> Provided records:
* * * * *

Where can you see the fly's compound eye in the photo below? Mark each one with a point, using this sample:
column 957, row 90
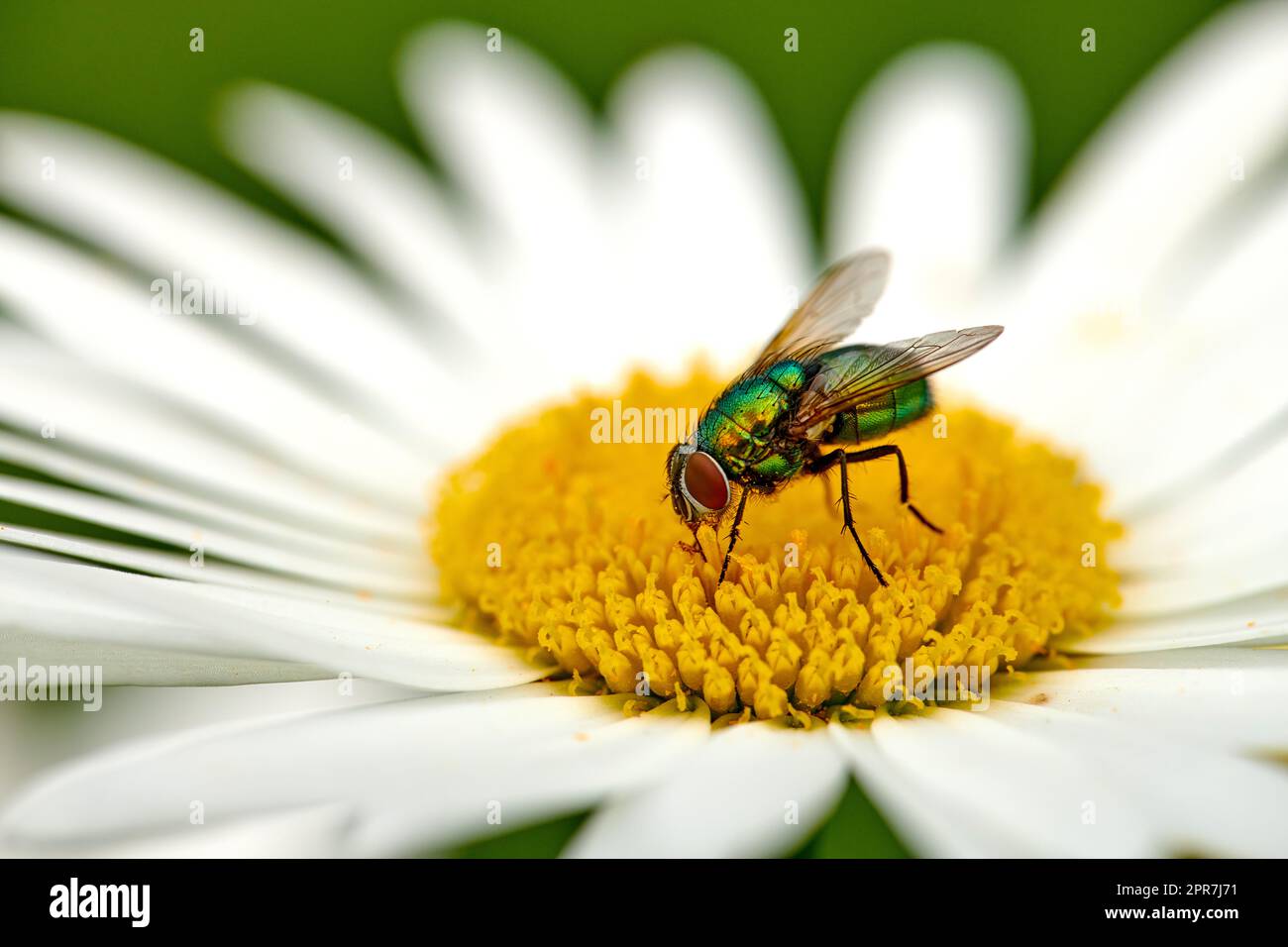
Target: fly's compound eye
column 704, row 482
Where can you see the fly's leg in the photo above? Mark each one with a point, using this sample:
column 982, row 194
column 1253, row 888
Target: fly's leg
column 885, row 451
column 840, row 457
column 694, row 548
column 733, row 534
column 827, row 492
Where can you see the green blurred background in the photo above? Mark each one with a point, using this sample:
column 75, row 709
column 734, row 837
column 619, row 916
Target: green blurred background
column 127, row 67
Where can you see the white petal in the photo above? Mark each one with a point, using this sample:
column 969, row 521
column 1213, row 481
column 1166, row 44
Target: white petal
column 931, row 163
column 713, row 223
column 1186, row 796
column 510, row 129
column 353, row 567
column 412, row 775
column 310, row 299
column 108, row 321
column 88, row 414
column 518, row 140
column 1227, row 514
column 179, row 566
column 1192, row 585
column 387, row 209
column 69, row 599
column 1094, row 315
column 751, row 789
column 125, row 664
column 992, row 791
column 1209, row 365
column 1225, row 697
column 1163, row 158
column 104, row 478
column 1257, row 620
column 308, row 832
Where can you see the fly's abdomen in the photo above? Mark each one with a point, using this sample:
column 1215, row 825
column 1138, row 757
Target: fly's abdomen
column 877, row 418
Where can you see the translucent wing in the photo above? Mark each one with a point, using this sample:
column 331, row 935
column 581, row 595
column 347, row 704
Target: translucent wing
column 841, row 299
column 846, row 382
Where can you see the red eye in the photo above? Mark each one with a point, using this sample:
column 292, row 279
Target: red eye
column 706, row 480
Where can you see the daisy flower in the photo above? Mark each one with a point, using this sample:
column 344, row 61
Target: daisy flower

* * * * *

> Work to complete: Starting with the line with "column 734, row 837" above and going on through the line with "column 1166, row 44", transcribe every line exactly, both ends included, and add nothing.

> Solution to this problem:
column 734, row 837
column 619, row 916
Target: green blurred background
column 127, row 67
Where can you see the white petal in the photo above? Mark each one with a point, using this sample:
column 969, row 521
column 1213, row 481
column 1166, row 44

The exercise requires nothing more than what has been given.